● **EXERCISE AIM**:
Reproduce each of the records below word for word, changing nothing.

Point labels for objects
<<<<

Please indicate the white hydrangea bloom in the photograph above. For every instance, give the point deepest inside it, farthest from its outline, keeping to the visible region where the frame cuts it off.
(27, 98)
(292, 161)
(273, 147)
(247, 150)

>>>>

● **WRITTEN RESPONSE**:
Please indicate the white hydrangea bloom in the photograph above. For every instance, give the point deepest inside it, farthest from its outline, keeping to the visible region where the frame cuts it off.
(27, 98)
(292, 161)
(273, 147)
(247, 150)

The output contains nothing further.